* EXERCISE:
The expected output is the set of lines below beginning at the one that contains "Target: nca logo" and ending at the final line, reproduced exactly.
** Opening DATA SUPPLIED block **
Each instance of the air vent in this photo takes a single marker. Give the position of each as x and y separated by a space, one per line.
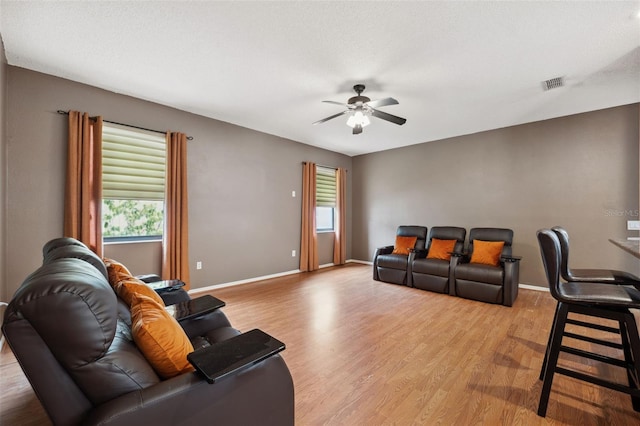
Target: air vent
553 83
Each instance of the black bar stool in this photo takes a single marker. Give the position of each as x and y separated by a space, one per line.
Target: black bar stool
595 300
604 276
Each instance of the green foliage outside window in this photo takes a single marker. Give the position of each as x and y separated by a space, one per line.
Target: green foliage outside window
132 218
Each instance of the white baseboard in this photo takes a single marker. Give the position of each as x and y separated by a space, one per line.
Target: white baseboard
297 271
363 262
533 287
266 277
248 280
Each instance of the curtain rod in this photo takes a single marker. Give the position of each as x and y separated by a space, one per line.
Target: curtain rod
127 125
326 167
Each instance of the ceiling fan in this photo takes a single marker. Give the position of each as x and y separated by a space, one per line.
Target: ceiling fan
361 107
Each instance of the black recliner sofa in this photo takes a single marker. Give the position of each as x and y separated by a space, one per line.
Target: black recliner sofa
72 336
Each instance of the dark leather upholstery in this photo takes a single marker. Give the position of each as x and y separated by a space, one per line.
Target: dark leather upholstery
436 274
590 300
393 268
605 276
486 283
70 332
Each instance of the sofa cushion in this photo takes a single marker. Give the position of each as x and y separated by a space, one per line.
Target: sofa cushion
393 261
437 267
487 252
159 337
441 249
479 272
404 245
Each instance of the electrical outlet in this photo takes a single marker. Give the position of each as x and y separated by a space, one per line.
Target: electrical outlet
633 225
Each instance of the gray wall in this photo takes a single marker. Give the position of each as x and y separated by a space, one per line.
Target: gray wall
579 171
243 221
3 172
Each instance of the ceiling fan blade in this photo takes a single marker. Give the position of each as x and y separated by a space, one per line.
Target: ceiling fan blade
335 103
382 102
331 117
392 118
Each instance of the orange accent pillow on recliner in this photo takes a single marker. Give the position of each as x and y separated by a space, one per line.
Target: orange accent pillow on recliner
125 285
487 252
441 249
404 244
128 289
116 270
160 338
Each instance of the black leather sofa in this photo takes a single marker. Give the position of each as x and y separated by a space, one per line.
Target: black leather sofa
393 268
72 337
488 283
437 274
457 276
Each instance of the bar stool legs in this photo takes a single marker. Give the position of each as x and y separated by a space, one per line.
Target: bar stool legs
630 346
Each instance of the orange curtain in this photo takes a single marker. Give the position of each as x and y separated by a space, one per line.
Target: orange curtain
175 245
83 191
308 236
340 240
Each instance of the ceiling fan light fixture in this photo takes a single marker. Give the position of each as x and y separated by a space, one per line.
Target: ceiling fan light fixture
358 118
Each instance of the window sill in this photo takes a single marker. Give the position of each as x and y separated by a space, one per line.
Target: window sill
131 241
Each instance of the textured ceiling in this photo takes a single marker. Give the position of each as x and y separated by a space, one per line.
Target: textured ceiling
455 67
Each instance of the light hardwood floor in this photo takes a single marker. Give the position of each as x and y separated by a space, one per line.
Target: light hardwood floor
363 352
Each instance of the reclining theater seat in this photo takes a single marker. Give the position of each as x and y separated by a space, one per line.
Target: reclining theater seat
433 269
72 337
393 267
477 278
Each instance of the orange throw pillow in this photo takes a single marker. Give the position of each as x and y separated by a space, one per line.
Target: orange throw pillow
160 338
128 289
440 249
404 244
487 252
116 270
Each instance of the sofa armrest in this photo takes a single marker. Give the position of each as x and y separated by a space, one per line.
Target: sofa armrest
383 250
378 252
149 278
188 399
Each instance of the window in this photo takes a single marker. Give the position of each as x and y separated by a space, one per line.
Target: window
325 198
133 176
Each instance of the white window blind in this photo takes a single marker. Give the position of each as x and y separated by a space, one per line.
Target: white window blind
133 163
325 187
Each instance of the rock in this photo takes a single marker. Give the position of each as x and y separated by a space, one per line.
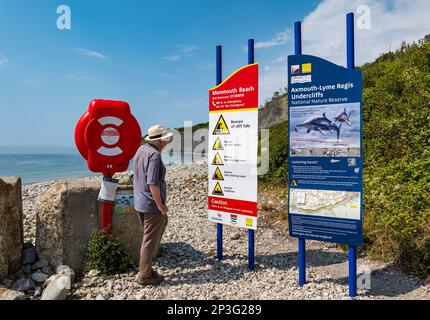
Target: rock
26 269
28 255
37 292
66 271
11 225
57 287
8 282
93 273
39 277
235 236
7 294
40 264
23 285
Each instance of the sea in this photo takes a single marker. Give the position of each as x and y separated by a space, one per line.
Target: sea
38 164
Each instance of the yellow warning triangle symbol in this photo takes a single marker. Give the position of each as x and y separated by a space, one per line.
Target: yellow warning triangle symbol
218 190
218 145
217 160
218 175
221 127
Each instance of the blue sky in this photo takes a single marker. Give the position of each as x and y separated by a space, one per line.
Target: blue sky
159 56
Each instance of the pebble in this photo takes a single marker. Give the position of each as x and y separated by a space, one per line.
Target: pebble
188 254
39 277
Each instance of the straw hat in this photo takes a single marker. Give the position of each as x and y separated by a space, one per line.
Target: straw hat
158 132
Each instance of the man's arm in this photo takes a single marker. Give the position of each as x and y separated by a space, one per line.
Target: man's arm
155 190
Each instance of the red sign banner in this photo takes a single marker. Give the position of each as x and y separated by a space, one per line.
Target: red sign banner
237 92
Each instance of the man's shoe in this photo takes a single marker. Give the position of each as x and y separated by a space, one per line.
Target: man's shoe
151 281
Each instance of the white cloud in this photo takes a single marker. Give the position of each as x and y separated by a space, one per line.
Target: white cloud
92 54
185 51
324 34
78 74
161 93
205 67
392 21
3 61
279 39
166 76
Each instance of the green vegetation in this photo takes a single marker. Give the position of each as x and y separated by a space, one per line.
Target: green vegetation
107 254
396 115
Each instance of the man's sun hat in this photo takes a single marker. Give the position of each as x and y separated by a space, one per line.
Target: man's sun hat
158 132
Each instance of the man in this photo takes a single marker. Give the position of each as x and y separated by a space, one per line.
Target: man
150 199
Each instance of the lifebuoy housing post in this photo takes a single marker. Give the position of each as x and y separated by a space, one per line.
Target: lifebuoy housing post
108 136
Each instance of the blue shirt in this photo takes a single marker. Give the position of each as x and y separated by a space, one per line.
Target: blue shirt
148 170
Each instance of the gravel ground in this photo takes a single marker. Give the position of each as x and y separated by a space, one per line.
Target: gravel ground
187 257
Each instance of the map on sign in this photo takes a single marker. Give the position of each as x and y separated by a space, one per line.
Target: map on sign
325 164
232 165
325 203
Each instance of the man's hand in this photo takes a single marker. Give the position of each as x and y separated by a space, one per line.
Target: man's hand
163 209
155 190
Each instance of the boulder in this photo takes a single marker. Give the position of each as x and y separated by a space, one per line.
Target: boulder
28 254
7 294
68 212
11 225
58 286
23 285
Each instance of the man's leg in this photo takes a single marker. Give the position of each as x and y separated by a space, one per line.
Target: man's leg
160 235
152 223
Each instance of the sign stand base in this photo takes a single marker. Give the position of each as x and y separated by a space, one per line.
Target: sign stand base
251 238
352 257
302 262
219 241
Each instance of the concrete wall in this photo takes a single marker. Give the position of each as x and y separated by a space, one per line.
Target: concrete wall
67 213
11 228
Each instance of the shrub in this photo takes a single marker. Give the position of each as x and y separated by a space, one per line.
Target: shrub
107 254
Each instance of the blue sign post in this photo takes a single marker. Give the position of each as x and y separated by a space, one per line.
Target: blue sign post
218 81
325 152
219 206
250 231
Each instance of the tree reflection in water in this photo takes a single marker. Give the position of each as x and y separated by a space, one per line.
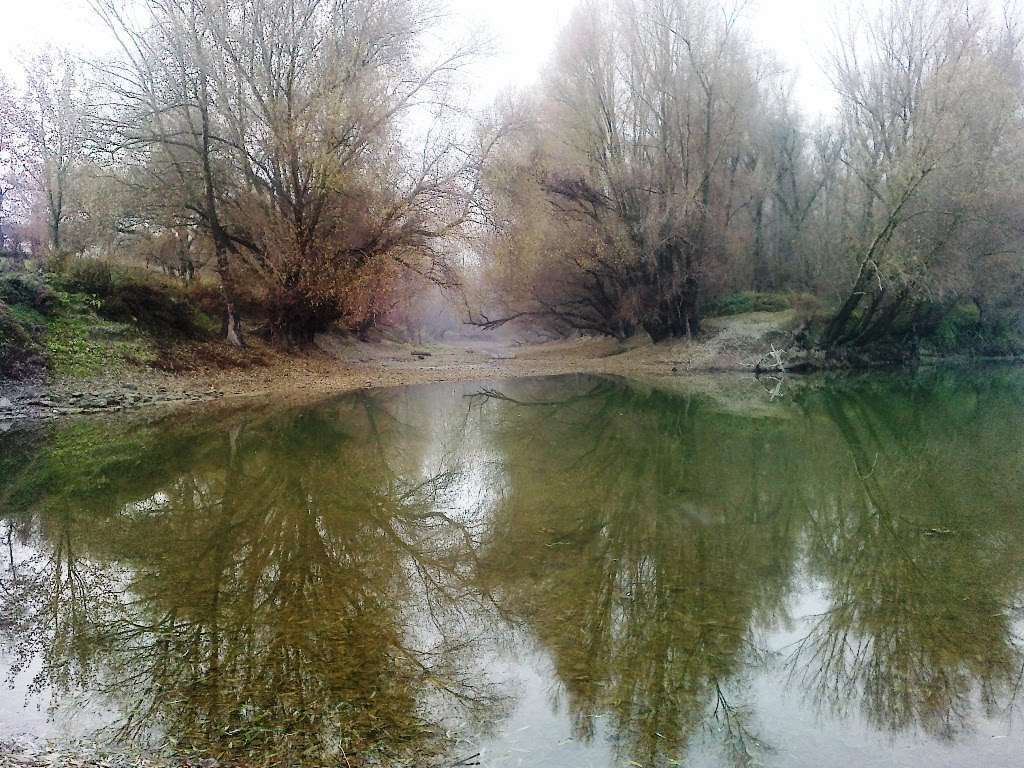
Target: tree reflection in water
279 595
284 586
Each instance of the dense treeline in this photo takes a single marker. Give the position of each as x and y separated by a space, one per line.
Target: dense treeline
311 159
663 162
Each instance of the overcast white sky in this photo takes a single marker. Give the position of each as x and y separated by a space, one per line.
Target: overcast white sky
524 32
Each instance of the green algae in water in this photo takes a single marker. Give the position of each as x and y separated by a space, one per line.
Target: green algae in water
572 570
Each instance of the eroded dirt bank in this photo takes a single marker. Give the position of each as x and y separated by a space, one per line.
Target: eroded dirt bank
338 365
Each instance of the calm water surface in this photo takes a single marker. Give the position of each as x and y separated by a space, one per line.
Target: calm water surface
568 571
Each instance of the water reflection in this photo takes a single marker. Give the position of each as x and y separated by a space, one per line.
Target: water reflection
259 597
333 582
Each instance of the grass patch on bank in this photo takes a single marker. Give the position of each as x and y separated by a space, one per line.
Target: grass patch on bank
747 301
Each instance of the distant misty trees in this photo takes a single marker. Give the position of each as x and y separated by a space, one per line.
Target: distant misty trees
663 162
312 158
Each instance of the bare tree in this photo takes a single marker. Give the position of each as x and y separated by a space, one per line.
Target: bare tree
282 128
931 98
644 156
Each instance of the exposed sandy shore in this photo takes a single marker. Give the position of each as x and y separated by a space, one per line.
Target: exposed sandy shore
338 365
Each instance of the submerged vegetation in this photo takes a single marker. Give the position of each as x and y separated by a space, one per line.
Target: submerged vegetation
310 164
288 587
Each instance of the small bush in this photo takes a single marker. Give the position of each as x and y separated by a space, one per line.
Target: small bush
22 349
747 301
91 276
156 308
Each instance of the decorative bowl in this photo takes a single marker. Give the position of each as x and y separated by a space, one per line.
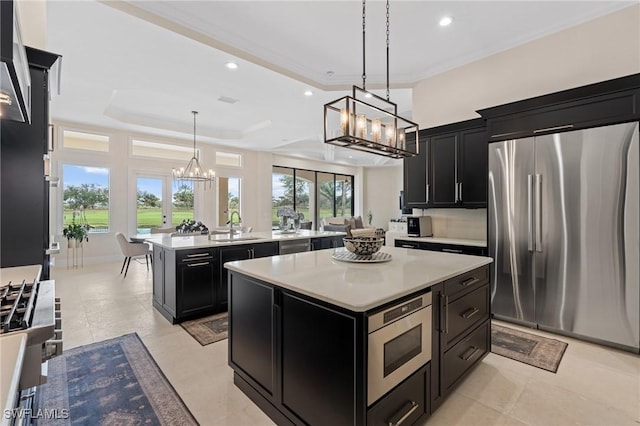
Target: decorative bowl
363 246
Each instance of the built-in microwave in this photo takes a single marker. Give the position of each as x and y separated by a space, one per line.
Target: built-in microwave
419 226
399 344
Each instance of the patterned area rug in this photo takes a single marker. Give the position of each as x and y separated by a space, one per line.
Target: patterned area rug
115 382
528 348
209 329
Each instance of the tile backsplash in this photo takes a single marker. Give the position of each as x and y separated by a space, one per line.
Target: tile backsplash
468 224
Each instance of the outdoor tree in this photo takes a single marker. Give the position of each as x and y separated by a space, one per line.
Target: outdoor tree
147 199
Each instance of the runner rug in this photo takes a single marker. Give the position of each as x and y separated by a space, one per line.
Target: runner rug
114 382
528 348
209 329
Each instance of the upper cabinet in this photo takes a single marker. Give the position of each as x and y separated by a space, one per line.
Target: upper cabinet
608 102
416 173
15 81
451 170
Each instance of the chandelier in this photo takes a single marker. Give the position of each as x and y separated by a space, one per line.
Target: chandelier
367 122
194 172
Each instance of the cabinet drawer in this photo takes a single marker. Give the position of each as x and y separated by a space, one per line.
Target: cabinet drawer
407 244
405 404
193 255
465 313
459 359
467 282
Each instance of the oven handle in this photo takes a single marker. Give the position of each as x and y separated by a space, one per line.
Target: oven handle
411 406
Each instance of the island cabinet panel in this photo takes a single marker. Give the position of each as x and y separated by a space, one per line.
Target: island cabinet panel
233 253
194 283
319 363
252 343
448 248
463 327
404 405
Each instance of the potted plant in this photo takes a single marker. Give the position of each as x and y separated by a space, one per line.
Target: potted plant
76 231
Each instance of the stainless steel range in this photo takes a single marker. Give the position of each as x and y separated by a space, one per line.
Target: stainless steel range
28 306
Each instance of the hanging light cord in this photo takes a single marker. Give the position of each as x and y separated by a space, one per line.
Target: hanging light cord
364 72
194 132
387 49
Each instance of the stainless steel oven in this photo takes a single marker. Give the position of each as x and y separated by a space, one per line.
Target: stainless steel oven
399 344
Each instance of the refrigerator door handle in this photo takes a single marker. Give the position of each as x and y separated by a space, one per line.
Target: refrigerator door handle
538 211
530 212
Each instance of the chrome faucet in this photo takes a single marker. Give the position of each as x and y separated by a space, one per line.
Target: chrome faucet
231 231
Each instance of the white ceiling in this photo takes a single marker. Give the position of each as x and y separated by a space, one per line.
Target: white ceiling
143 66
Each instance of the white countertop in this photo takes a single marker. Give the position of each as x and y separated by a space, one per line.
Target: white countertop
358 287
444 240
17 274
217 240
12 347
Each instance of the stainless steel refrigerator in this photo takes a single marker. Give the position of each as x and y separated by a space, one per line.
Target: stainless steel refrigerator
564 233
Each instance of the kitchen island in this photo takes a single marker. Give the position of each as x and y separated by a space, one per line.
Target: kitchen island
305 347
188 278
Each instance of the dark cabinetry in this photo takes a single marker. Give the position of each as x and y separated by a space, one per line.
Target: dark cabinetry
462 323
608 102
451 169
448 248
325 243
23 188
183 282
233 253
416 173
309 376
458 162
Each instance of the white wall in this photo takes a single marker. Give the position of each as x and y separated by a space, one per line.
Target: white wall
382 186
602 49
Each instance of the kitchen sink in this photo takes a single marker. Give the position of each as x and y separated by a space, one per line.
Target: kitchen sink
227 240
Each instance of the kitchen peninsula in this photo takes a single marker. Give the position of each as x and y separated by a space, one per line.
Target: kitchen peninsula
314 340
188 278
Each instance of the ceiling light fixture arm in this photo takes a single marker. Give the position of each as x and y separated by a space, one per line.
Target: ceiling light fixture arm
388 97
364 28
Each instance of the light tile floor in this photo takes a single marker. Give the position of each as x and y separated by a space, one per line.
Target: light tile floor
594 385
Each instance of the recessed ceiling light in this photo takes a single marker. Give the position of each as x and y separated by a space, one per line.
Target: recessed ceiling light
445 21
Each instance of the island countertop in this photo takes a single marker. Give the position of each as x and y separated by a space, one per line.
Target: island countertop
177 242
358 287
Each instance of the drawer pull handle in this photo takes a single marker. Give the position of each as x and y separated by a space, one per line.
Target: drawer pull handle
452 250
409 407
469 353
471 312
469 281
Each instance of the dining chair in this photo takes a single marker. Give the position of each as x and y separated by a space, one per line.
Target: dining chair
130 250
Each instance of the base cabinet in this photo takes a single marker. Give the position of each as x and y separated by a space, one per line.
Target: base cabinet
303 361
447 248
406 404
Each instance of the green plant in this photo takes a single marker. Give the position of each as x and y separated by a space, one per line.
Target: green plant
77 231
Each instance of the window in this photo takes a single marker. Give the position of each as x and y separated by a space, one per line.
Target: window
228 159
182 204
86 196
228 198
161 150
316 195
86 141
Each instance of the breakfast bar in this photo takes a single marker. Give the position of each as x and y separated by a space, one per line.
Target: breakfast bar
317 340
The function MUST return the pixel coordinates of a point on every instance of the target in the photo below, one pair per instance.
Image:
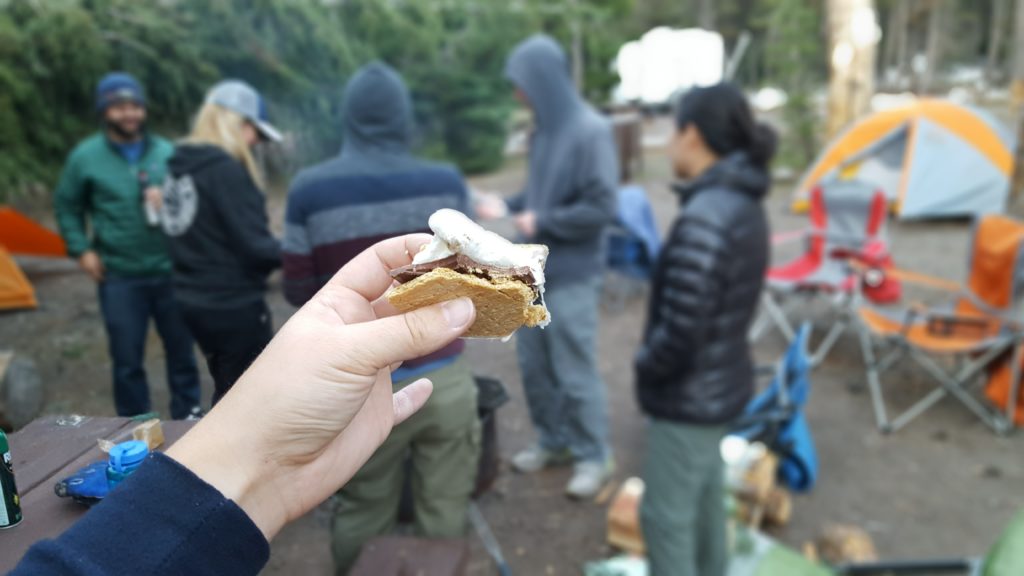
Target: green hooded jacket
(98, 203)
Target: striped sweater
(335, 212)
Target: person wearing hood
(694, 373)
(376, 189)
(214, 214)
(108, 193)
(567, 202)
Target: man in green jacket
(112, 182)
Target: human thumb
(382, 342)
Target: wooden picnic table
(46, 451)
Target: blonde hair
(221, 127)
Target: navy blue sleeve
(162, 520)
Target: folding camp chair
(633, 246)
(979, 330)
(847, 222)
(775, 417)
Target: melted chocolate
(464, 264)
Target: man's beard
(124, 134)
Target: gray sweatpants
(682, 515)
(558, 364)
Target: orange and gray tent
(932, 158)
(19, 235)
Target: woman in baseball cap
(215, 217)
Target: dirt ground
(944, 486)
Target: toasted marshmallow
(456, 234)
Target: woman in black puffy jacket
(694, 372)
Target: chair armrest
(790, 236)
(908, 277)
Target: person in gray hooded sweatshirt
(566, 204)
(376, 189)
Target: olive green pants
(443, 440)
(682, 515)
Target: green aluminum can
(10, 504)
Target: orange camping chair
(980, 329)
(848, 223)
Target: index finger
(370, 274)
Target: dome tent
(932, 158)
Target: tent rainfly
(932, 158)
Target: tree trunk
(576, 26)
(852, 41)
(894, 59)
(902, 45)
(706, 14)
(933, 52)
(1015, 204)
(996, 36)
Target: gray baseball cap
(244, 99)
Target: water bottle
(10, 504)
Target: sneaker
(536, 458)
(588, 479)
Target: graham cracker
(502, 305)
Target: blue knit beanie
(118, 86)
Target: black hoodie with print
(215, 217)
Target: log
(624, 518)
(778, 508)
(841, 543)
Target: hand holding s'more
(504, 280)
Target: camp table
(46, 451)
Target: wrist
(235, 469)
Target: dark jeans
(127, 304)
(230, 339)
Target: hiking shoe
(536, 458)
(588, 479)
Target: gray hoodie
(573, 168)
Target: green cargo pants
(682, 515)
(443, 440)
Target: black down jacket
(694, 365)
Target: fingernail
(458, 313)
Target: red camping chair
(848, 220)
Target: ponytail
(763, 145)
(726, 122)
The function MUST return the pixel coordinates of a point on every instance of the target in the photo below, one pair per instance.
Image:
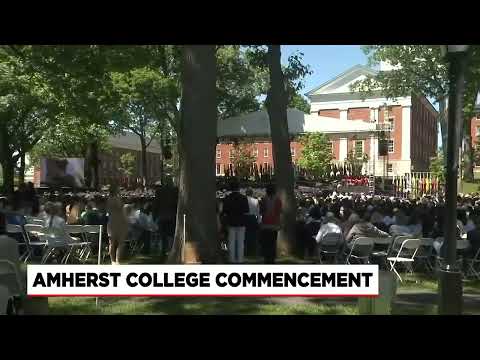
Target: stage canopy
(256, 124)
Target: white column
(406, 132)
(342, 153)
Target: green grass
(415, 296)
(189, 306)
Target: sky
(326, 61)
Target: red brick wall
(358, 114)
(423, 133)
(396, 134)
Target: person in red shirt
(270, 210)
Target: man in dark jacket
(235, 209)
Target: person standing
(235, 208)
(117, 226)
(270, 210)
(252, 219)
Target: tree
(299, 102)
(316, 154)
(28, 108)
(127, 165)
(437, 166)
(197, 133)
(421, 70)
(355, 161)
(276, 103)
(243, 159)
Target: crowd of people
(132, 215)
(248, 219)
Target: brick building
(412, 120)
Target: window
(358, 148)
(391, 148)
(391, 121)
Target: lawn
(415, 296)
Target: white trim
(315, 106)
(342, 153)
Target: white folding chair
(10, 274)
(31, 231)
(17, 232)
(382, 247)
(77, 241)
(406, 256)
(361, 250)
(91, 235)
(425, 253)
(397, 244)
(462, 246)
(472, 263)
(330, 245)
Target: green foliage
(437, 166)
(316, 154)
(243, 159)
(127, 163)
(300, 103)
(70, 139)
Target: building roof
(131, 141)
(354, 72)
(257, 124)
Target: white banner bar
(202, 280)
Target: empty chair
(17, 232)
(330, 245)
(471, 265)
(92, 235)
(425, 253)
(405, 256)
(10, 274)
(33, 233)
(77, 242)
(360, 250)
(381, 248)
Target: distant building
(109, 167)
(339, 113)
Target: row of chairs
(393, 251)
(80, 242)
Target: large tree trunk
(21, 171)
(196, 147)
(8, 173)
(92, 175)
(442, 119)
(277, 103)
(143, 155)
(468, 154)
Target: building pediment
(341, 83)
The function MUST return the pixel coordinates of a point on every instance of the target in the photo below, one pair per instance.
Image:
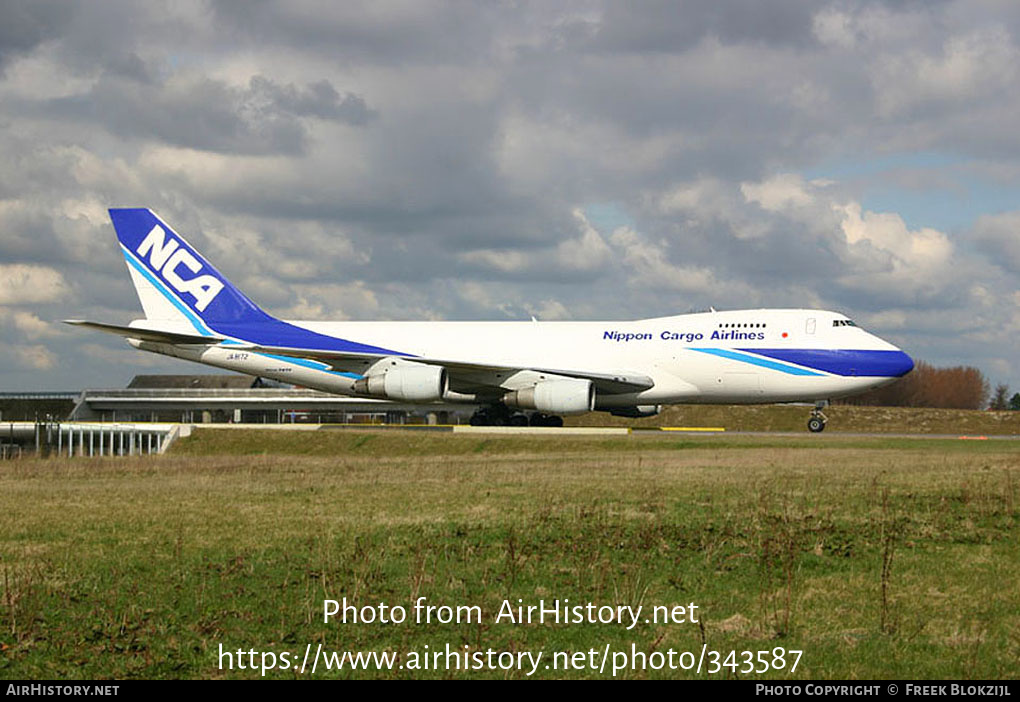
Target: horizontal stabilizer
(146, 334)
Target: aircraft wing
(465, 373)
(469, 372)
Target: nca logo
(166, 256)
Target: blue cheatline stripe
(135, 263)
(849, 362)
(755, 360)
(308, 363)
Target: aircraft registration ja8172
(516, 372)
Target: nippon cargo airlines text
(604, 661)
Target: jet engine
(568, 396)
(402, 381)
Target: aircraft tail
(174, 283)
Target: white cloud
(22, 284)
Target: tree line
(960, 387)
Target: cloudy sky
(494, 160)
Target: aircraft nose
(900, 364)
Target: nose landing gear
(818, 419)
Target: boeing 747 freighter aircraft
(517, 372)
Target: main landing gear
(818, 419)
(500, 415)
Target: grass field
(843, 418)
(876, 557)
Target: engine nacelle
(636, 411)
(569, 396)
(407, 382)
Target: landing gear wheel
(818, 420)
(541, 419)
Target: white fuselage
** Closing DATA SUPPLIED block **
* TASK RESULT:
Target: nca logo
(166, 256)
Target: blue cheatline stripe
(135, 263)
(849, 362)
(755, 360)
(308, 363)
Target: aircraft registration ja8172
(516, 372)
Target: nippon cargo airlines text
(604, 661)
Target: jet engine
(568, 396)
(402, 381)
Target: aircraft tail
(174, 283)
Target: white cloud
(22, 284)
Target: tree line
(960, 387)
Target: cloudy sky
(494, 160)
Target: aircraft nose
(900, 364)
Target: nose landing gear
(818, 419)
Target: boeing 747 freighter aircraft
(517, 372)
Target: main landing gear
(818, 419)
(500, 415)
Target: grass field
(843, 418)
(876, 557)
Target: engine nacelle
(636, 411)
(569, 396)
(407, 382)
Target: landing gear wheel
(818, 420)
(541, 419)
Target: white fuselage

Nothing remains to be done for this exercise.